• Provided data:
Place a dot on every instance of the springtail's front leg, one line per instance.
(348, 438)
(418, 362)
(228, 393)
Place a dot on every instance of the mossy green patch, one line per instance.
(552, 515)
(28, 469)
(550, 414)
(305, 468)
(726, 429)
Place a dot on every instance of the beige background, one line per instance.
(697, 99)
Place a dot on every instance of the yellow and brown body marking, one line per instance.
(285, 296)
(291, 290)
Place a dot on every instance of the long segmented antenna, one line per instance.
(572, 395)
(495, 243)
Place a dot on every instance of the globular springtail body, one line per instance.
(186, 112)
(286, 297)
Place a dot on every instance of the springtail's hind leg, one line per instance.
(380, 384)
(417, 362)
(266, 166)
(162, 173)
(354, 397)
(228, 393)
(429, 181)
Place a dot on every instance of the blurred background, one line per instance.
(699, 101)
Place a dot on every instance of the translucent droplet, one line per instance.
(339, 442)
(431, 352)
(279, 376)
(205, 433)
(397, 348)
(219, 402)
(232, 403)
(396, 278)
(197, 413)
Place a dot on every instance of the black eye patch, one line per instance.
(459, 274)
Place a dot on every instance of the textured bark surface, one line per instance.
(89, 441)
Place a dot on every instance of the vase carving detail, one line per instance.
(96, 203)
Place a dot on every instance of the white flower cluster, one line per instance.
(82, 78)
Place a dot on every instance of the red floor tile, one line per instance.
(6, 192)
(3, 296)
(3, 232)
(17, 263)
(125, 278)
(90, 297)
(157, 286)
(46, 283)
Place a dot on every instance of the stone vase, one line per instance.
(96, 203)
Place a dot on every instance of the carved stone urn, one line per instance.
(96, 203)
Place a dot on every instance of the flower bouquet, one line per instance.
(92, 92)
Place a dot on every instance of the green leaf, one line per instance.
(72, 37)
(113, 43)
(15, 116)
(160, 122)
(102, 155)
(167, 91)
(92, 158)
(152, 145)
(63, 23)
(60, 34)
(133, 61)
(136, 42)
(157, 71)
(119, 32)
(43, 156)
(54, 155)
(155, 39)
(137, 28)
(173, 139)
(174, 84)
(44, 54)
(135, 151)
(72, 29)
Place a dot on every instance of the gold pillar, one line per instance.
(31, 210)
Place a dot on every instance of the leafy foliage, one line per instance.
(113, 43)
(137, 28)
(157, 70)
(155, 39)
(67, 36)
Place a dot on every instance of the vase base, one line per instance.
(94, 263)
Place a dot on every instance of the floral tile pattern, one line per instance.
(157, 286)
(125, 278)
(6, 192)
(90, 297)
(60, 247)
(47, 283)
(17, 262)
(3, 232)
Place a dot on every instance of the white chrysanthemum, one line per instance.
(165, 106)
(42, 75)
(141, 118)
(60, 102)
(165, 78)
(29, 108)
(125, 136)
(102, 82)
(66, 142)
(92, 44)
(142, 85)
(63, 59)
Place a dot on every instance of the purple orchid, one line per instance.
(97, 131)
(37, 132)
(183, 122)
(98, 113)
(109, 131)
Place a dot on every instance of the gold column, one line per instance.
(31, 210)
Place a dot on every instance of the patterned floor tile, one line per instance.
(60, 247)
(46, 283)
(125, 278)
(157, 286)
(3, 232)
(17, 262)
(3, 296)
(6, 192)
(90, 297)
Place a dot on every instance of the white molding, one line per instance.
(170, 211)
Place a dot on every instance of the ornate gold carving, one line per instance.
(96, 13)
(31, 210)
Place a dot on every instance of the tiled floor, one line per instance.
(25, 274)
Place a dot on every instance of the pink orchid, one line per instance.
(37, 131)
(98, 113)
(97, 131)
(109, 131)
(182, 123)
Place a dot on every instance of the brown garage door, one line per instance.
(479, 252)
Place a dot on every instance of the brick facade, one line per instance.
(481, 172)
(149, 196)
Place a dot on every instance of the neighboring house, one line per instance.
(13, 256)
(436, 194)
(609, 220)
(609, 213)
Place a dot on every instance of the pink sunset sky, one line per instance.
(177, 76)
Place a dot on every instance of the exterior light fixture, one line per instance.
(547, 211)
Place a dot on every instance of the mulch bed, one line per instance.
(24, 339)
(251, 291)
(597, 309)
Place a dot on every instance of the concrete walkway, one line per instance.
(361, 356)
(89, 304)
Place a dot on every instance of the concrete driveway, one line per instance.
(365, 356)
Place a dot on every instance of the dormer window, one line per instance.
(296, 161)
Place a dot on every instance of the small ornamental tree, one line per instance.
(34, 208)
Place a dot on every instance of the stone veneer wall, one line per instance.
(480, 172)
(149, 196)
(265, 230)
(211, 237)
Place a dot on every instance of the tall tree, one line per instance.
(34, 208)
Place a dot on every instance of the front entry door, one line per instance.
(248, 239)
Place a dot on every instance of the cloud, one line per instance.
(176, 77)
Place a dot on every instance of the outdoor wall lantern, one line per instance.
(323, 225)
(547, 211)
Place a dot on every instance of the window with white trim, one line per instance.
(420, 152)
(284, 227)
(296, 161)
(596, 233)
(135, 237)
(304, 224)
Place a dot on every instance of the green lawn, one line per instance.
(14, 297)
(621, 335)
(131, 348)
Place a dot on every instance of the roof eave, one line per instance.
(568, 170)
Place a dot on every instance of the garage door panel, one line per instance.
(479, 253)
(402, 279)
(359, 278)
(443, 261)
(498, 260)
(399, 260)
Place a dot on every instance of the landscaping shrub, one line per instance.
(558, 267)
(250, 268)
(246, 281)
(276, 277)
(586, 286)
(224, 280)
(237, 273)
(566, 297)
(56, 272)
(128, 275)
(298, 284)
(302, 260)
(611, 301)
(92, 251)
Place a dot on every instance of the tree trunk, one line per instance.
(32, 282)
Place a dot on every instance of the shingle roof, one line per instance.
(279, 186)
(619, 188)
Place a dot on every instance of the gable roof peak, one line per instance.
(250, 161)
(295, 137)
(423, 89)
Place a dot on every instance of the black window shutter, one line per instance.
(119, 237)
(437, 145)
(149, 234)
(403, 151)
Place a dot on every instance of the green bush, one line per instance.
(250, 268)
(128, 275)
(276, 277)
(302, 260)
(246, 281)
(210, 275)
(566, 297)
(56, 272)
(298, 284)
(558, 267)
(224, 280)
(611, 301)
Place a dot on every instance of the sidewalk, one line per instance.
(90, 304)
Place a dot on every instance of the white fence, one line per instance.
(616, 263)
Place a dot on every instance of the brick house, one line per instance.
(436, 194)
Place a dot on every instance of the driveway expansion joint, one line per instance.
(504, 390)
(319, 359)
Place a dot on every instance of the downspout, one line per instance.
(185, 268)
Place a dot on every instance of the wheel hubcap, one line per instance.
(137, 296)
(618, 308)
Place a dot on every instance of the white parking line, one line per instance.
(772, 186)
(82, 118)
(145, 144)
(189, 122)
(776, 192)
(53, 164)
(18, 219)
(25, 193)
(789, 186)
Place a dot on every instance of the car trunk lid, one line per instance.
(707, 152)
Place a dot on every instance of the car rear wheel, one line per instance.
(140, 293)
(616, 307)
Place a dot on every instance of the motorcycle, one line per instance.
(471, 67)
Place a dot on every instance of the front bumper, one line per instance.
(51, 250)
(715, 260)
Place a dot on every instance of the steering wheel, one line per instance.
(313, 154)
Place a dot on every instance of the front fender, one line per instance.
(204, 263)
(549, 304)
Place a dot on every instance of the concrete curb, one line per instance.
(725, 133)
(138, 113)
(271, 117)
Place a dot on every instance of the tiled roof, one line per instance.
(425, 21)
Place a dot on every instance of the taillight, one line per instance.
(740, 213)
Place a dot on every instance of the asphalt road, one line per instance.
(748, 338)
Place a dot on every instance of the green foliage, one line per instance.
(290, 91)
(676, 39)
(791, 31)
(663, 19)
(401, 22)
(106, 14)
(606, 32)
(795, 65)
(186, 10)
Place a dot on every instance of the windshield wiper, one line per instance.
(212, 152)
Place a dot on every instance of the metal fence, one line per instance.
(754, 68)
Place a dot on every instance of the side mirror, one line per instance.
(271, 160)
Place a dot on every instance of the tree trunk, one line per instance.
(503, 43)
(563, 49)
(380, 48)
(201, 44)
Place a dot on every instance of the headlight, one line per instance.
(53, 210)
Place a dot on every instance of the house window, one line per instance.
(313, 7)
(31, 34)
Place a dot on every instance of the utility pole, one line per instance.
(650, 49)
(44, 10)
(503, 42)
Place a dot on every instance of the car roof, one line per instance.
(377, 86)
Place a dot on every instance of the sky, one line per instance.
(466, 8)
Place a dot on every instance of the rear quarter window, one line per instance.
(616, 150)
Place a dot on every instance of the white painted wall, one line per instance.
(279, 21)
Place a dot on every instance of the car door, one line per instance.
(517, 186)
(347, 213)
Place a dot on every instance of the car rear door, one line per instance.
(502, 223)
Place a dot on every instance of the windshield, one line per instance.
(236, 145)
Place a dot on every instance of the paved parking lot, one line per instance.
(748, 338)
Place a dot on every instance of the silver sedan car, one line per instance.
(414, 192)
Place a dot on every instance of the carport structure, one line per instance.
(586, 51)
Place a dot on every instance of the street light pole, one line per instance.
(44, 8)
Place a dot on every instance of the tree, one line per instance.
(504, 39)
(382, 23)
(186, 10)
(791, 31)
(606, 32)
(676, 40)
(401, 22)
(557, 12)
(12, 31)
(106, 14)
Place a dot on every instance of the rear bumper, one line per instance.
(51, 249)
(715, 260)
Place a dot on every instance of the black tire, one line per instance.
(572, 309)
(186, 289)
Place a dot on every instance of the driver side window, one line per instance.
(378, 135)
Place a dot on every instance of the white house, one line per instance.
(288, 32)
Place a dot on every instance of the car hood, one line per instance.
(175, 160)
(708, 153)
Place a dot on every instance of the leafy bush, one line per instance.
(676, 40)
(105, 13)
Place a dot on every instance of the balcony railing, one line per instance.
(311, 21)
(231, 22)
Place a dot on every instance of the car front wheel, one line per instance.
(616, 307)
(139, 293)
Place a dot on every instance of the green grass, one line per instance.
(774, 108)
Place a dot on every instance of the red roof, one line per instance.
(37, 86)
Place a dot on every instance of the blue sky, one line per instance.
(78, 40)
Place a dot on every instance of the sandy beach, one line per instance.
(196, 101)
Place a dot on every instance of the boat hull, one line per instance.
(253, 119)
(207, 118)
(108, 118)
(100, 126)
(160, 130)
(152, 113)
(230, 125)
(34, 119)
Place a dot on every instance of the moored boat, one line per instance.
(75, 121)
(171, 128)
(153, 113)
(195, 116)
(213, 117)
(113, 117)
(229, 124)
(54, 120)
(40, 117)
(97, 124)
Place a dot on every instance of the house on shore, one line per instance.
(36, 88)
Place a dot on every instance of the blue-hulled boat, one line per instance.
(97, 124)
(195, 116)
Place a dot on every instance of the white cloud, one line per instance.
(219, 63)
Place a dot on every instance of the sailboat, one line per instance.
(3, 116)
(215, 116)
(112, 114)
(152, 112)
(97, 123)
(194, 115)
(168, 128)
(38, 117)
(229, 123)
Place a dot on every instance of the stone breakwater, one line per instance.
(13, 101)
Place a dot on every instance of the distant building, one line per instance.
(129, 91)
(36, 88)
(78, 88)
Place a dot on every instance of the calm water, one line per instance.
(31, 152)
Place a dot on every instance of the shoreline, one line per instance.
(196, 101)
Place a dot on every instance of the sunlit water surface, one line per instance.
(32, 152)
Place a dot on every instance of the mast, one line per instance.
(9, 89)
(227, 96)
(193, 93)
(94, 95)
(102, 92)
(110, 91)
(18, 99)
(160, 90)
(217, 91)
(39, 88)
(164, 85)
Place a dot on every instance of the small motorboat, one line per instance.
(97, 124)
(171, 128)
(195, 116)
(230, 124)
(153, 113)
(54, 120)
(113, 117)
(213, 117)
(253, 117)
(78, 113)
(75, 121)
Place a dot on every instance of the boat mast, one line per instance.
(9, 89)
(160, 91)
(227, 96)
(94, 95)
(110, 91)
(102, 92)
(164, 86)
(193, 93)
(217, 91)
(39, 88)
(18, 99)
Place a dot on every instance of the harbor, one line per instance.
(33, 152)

• What needs to be done: Repeat, word for word, every line from the line that contains "Place a dot on every instance of the stone breakwater, one" to the end of the entries; include both of those lines and no others.

• Exercise result:
Place a dot on every instance of the stone breakwater, one line per instance.
(13, 101)
Place a dot on every instance of the distant building, one line per instance.
(129, 91)
(36, 88)
(78, 88)
Place a dot on every instance of the calm water, one line per instance.
(31, 152)
Place a dot on every instance of the shoreline, one line per instance.
(196, 101)
Place a dot on every instance of the sunlit water surface, one line per instance.
(32, 152)
Place a dot on every instance of the mast, one line per instance.
(9, 89)
(227, 96)
(193, 93)
(94, 95)
(102, 92)
(110, 91)
(18, 99)
(160, 90)
(217, 91)
(39, 88)
(164, 85)
Place a dot on every instance of the small motorboat, one line per instance.
(97, 124)
(171, 128)
(195, 116)
(230, 124)
(153, 113)
(54, 120)
(113, 117)
(213, 117)
(253, 117)
(78, 113)
(75, 121)
Place a dot on every instance of the boat mast, one line per instance.
(9, 89)
(160, 91)
(227, 96)
(94, 95)
(110, 91)
(102, 92)
(164, 86)
(193, 93)
(217, 91)
(39, 88)
(18, 99)
Place a dot on every instance of the harbor, one line per instance.
(33, 152)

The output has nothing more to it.